- **EXERCISE**
Reproduce the rows below verbatim, from the start through the line containing "M196 122L197 119L198", with both ends included. Omit the pictures from your answer.

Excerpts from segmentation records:
§
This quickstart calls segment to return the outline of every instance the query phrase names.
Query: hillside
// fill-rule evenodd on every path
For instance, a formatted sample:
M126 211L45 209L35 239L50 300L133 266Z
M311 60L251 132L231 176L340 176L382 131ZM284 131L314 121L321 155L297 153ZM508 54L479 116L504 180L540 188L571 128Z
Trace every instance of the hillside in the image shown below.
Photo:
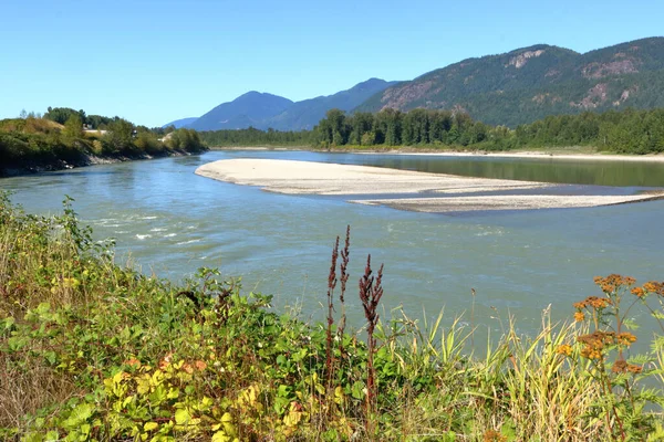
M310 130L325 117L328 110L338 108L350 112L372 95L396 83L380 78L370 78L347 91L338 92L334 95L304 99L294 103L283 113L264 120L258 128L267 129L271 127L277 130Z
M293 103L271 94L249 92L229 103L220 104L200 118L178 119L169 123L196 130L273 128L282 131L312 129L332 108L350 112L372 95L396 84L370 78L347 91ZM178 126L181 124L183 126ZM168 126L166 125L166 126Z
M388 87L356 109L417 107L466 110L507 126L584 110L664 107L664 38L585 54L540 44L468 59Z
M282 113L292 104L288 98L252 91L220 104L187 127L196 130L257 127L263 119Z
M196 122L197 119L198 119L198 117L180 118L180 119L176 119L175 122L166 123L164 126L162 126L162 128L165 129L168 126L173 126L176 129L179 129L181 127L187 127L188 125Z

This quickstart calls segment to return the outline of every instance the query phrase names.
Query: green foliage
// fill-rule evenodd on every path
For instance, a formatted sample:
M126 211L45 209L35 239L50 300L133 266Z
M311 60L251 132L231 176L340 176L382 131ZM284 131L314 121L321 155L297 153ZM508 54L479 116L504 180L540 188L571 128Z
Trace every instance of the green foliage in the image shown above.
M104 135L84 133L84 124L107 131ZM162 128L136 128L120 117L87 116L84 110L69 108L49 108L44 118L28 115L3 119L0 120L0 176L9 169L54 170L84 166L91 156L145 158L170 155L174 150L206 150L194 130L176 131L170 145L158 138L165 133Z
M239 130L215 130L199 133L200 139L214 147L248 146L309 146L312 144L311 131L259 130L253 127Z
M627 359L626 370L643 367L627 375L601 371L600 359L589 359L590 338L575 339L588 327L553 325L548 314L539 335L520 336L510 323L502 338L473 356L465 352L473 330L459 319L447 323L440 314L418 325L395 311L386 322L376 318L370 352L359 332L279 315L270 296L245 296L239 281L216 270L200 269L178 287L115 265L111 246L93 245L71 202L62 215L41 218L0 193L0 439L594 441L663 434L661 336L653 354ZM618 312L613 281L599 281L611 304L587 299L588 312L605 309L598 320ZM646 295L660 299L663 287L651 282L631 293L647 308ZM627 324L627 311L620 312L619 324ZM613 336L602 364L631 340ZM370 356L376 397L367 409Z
§
- **ANSWER TO THE PROBLEM**
This quickstart calls segment to return the outline of every instance the query phrase names.
Query: hillside
// fill-rule evenodd on every path
For instance, a formatted sample:
M126 211L45 209L35 239L50 300L133 266Z
M311 60L251 132L231 176L340 176L382 131ZM284 131L314 121L321 155L297 153ZM508 54L479 116L504 180L540 188L571 128Z
Trace every instance of the hillside in the image shown below.
Photo:
M310 130L325 117L328 110L338 108L350 112L372 95L396 83L380 78L370 78L347 91L338 92L334 95L304 99L294 103L283 113L264 120L258 128L267 129L271 127L277 130Z
M293 103L271 94L249 92L229 103L220 104L200 118L178 119L169 123L196 130L273 128L282 131L312 129L332 108L350 112L372 95L396 84L370 78L347 91ZM178 126L181 124L183 126ZM168 126L166 125L166 126Z
M388 87L356 109L417 107L466 110L507 126L584 110L664 107L664 38L585 54L540 44L468 59Z
M282 113L292 104L288 98L252 91L220 104L187 127L196 130L257 127L263 119Z
M196 122L197 119L198 119L198 117L180 118L180 119L176 119L175 122L166 123L164 126L162 126L162 128L165 129L168 126L173 126L176 129L179 129L181 127L187 127L188 125Z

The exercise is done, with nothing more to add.